---------- Dataset extract ----------

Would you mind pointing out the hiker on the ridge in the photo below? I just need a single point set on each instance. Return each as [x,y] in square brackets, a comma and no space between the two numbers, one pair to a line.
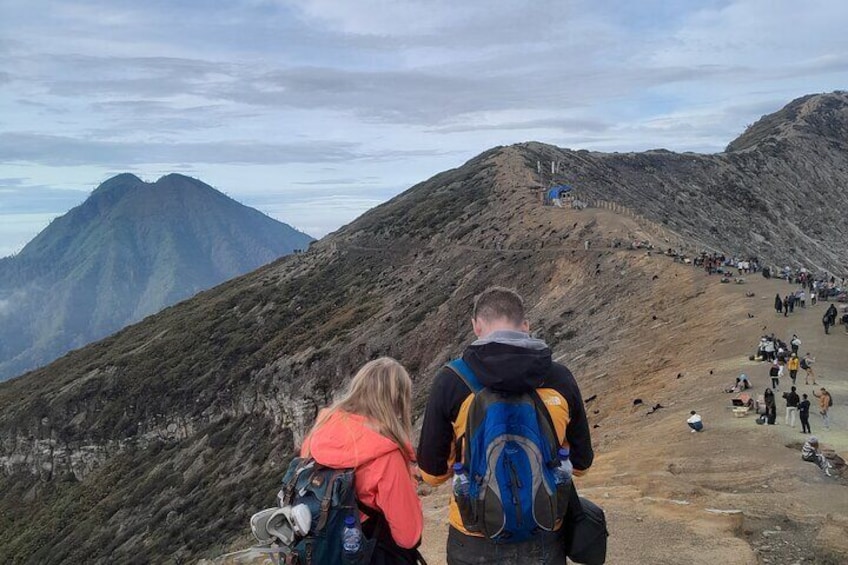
[769,349]
[771,407]
[829,318]
[774,373]
[695,422]
[807,365]
[804,414]
[810,452]
[369,429]
[825,402]
[792,401]
[504,362]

----------

• [What the exercise asks] Return every record exactly, without the pictures.

• [Exercise answer]
Would you mind pointing out the hiker on the ridge in the photo below? I just need a single point set on each instance. Return each as [x,y] in square brackets, a comma and no space between the two numbers, one pair to a line.
[769,349]
[771,407]
[829,318]
[774,373]
[695,422]
[807,365]
[804,414]
[810,452]
[369,429]
[825,402]
[792,401]
[504,362]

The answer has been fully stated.